**WHAT YOU HAVE TO DO:**
Answer these questions about the seminar description below.
(a) Who are the convenors?
(b) Who is behind the "Thesaurus Linguae Graecae," and in what year was it founded?
(c) What is the branch of artificial intelligence that helps computers understand human languages called?

**TEXT PROVIDED:**

=-=-=-=-=

'Channels of Digital Scholarship' Seminar I: New tools and old questions in the analysis of textual corpora’

‘Greek and Latin corpora’

Convenors:  Olivier Delouis, Christophe Gaillac

The study of Greek and Latin languages is ever more concerned with corpora analysis. Collections of texts have developed dramatically over the last twenty years. Almost all Greek ancient and medieval literature from Homer to the Fall of Constantinople in 1453 is today digitized through the “Thesaurus Linguae Graecae” or TLG (by the University of California, founded 1972), while on the Latin side the “Brepolis’ Library of Latin Texts” offers an immense array of texts from the beginnings of Latin literature until the present day (by Brepols Publisher, founded 1991). Inventories of these classic corpora, including growing collections in open access, are regularly made and enable studies that are generally limited to each individual case (see for instance Digital Classical Philology, Ancient Greek and Latin in the Digital Revolution, dir. Monica Berti, 2019).

Now, there are many methods and tools applicable to the analysis of modern languages. Still, the branch of artificial intelligence that helps computers to understand human languages, i.e. Natural Language Processing (NLP), remains underdeveloped for classical languages. Many concepts used in modern corpora analysis such as deep learning-based approaches, convolutional and recurrent neural networks, contextual language models or recently bidirectional encoder representations from transformers (BERT) are still far away from being used in classical humanities.

In this seminar, we aim to present the work of scholars who engage in cross-disciplinary collaboration between the study of classical literature and NLP.

=-=-=-=-=

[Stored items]
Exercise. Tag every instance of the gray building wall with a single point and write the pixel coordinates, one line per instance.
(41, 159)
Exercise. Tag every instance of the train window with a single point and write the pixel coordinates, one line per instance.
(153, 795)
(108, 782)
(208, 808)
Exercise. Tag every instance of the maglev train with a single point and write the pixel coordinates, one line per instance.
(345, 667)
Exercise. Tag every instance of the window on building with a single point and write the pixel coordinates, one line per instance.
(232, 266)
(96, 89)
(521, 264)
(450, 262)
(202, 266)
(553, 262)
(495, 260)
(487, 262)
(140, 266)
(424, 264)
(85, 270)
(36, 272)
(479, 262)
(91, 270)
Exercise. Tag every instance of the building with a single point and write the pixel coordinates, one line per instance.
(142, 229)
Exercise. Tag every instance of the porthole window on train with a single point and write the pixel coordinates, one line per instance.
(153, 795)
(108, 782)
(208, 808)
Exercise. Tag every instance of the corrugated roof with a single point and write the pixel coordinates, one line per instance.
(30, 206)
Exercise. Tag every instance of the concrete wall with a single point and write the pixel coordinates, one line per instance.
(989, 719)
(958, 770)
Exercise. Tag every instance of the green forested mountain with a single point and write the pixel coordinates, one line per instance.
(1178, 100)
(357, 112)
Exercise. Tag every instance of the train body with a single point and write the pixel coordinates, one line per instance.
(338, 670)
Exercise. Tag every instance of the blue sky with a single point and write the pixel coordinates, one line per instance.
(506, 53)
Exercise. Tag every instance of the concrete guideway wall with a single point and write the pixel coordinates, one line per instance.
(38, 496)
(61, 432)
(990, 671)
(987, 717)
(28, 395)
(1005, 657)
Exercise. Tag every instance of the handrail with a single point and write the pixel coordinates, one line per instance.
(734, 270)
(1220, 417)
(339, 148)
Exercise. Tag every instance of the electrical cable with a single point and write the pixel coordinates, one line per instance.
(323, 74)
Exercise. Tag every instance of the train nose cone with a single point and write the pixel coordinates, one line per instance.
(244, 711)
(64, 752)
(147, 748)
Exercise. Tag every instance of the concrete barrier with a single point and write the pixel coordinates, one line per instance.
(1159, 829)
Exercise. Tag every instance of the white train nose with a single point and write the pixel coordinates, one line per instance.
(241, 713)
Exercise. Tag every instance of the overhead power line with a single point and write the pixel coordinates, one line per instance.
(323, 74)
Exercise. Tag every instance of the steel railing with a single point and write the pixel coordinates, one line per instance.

=-=-=-=-=

**WRITTEN ANSWER:**
(a) Olivier Delouis and Christophe Gaillac.
(b) The University of California, founded in 1972.
(c) Natural Language Processing (NLP).